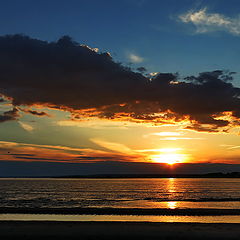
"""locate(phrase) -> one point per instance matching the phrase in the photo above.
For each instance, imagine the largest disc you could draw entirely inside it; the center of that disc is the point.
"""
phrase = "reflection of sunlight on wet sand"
(171, 205)
(171, 185)
(171, 189)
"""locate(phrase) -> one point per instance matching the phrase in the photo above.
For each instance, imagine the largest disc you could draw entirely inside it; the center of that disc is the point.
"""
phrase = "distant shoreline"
(112, 176)
(123, 211)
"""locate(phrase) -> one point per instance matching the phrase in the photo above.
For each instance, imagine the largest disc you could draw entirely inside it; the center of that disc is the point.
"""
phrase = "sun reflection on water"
(172, 205)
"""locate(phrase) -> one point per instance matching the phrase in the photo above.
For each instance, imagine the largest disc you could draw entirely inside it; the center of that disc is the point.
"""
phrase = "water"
(121, 193)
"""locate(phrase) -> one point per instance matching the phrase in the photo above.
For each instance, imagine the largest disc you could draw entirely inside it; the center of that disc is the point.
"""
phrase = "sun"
(169, 156)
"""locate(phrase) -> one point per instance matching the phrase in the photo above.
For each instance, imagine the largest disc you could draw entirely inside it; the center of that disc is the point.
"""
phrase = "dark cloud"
(36, 113)
(9, 115)
(66, 75)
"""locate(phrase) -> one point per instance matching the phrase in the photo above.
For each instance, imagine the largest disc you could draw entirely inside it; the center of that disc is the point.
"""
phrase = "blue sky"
(149, 29)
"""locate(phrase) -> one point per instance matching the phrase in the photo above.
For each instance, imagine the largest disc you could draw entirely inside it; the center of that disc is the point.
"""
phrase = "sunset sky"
(92, 87)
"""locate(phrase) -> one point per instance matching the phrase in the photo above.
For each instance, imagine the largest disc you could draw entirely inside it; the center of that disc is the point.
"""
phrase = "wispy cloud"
(210, 22)
(135, 58)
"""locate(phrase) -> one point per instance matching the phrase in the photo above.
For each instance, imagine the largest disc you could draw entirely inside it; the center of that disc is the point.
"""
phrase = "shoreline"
(124, 211)
(117, 230)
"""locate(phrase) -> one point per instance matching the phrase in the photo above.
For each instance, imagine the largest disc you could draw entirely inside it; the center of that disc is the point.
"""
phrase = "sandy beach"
(116, 230)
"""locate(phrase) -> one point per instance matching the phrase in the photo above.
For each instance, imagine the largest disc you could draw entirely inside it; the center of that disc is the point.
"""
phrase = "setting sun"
(169, 156)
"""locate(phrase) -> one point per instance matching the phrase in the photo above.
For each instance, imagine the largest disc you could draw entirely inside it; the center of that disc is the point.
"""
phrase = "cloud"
(26, 126)
(13, 151)
(36, 113)
(210, 22)
(9, 115)
(135, 58)
(67, 76)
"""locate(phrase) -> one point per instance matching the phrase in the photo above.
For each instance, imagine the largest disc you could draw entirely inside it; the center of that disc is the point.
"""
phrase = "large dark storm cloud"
(73, 77)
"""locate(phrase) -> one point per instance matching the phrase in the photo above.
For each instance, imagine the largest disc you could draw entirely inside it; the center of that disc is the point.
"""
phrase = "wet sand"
(117, 230)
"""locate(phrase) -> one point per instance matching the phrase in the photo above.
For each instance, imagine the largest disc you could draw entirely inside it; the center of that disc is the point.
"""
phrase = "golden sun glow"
(169, 156)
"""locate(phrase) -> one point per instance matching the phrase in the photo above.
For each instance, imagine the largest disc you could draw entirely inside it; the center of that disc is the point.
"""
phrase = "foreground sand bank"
(117, 230)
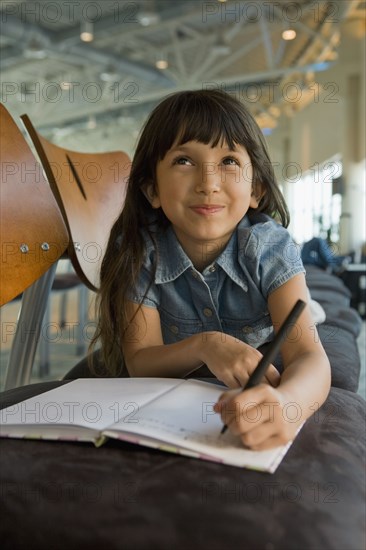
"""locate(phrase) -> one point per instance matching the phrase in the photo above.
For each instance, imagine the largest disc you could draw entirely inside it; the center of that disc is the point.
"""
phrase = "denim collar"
(172, 261)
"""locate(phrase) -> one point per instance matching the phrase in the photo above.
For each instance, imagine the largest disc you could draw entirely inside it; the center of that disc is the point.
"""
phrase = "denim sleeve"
(273, 256)
(146, 291)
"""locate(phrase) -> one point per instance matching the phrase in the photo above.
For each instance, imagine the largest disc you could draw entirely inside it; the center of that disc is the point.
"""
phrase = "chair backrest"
(90, 190)
(33, 234)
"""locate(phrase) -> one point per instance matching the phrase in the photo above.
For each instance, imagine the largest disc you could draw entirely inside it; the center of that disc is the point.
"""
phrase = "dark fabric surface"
(339, 331)
(338, 334)
(123, 496)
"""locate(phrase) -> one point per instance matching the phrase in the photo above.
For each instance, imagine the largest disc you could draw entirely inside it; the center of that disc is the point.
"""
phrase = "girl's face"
(204, 191)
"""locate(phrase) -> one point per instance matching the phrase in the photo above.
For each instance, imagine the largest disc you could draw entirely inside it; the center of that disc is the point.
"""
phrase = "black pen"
(274, 347)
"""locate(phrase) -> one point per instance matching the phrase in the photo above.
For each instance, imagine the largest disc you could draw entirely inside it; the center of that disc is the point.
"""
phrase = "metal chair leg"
(28, 330)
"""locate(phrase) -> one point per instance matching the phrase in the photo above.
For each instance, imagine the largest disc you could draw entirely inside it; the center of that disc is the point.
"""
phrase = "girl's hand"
(260, 416)
(232, 361)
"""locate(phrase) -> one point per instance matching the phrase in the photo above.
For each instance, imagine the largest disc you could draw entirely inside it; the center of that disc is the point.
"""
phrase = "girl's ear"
(256, 196)
(150, 193)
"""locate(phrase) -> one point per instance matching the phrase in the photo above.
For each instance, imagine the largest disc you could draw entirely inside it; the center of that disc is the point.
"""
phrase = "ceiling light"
(161, 64)
(87, 31)
(289, 34)
(147, 18)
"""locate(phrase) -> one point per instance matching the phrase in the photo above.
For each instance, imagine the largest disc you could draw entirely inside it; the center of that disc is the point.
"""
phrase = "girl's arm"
(145, 354)
(304, 384)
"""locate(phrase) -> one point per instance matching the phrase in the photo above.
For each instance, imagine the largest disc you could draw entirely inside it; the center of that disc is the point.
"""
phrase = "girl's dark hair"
(208, 116)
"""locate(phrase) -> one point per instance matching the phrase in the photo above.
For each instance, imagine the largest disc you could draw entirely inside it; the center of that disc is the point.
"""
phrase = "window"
(314, 209)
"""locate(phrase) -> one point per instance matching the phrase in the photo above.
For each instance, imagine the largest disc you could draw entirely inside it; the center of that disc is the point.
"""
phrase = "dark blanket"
(339, 332)
(123, 496)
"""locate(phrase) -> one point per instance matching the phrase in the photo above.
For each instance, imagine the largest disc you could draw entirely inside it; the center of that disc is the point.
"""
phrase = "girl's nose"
(209, 180)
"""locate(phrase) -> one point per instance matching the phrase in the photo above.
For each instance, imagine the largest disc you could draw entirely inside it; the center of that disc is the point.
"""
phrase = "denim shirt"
(230, 295)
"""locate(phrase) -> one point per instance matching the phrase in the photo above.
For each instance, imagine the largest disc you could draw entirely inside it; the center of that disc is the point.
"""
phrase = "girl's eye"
(231, 161)
(183, 161)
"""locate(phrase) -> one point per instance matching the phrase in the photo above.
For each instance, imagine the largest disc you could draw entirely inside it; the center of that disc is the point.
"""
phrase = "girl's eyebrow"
(188, 148)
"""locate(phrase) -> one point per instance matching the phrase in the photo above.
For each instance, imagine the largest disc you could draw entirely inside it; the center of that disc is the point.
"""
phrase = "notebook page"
(89, 403)
(185, 418)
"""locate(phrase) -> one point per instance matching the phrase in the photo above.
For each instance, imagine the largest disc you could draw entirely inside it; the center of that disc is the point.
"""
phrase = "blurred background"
(87, 73)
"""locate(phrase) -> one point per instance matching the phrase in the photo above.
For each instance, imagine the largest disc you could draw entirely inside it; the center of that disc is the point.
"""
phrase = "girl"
(199, 271)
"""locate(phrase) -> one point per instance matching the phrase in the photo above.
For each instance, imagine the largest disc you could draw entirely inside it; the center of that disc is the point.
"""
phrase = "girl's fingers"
(272, 376)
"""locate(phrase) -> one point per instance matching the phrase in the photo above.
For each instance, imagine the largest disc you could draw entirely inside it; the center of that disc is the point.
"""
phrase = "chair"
(33, 238)
(90, 191)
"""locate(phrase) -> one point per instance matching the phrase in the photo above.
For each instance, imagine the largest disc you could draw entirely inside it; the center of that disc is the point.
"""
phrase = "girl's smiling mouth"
(207, 209)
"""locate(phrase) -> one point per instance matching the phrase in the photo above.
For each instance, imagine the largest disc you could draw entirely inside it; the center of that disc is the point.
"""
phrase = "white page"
(90, 403)
(184, 417)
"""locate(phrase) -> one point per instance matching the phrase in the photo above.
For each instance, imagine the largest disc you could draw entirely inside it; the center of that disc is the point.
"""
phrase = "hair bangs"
(202, 119)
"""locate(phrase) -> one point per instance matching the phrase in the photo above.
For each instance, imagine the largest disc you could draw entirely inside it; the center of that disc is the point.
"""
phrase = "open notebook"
(169, 414)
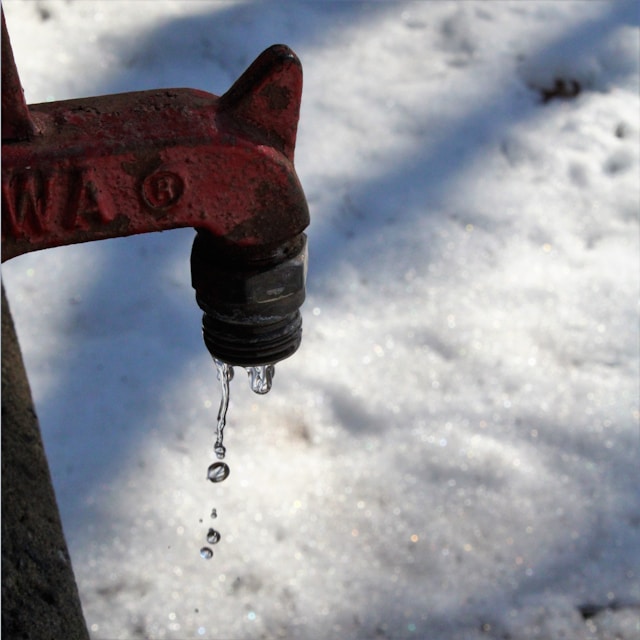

--- --- ---

EXERCISE REQUIREMENTS:
Please report every line of the data above that contains the word "denim", matching its case.

TASK SOLUTION:
phrase = "denim collar"
phrase = "denim sleeve"
phrase = "denim shirt"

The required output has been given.